EXERCISE TASK: Copy out every one of the entries below word for word, changing nothing in any line.

┌────────

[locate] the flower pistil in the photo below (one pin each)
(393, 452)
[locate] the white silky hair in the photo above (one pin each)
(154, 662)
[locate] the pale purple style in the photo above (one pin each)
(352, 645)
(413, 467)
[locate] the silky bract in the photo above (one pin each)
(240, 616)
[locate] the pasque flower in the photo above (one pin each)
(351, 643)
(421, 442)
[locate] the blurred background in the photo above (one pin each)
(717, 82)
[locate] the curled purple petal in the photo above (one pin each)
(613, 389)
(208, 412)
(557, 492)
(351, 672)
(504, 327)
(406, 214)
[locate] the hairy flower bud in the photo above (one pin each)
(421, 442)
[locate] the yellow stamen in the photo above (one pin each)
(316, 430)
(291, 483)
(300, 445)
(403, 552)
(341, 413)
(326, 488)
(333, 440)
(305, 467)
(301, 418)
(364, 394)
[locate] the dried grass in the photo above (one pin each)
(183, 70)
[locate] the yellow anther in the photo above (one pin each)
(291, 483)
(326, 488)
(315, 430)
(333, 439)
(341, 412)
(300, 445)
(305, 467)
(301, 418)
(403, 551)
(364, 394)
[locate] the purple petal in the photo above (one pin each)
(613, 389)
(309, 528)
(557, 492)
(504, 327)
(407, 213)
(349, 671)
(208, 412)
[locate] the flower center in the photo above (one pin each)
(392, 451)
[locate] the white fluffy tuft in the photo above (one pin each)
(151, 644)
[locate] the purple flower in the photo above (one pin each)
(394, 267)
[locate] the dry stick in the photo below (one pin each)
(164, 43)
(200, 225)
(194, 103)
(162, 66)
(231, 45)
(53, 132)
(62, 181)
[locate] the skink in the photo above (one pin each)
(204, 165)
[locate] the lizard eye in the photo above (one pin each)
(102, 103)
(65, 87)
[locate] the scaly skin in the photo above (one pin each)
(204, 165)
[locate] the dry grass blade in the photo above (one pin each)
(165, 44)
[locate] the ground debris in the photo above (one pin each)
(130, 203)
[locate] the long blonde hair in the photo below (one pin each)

└────────

COMPLETE ANSWER:
[locate] the flower pistil in the photo below (one pin each)
(393, 452)
[locate] the white silky hair in the photo above (one pin each)
(154, 662)
[locate] the pale purple style in the photo above (one pin each)
(352, 645)
(413, 467)
[locate] the silky bract in the photo above (one pin each)
(240, 616)
[locate] the pasque flower in the photo above (one pin each)
(351, 643)
(421, 442)
[locate] the blurred background in the photo above (one pin each)
(717, 82)
[locate] the curled purple petal in the photo above (one pin each)
(613, 389)
(208, 412)
(557, 492)
(351, 672)
(504, 327)
(406, 214)
[locate] the hairy flower bud in the photo above (one pin each)
(421, 442)
[locate] the yellow stamen in the photo above (one pin each)
(316, 430)
(291, 483)
(300, 445)
(403, 552)
(341, 413)
(326, 488)
(333, 440)
(305, 467)
(301, 418)
(364, 394)
[locate] the dried grass in the photo above (one pin each)
(183, 70)
[locate] the yellow anther in the photo above (one pin each)
(291, 483)
(326, 488)
(315, 430)
(333, 439)
(341, 412)
(300, 445)
(305, 467)
(301, 418)
(403, 551)
(364, 394)
[locate] the purple petal in the photo above (one pin each)
(613, 389)
(309, 528)
(557, 492)
(504, 327)
(407, 213)
(349, 671)
(208, 412)
[locate] the flower center in the photo above (one pin each)
(392, 451)
[locate] the white fluffy tuft in the photo above (one pin each)
(151, 644)
[locate] the purple flower in the photo above (one pin each)
(394, 267)
[locate] the dry stick in the photo below (one pin each)
(164, 43)
(200, 225)
(194, 103)
(162, 66)
(231, 45)
(53, 132)
(62, 181)
[locate] the skink in the photo above (one pin each)
(204, 165)
[locate] the lizard eye in the photo above (one pin each)
(102, 103)
(65, 87)
[locate] the scaly skin in the photo above (one pin each)
(204, 165)
[locate] the dry grass blade in the photo above (one pin each)
(165, 44)
[locate] the ground debris in the photo above (one pin each)
(130, 203)
[locate] the long blonde hair in the photo below (one pin each)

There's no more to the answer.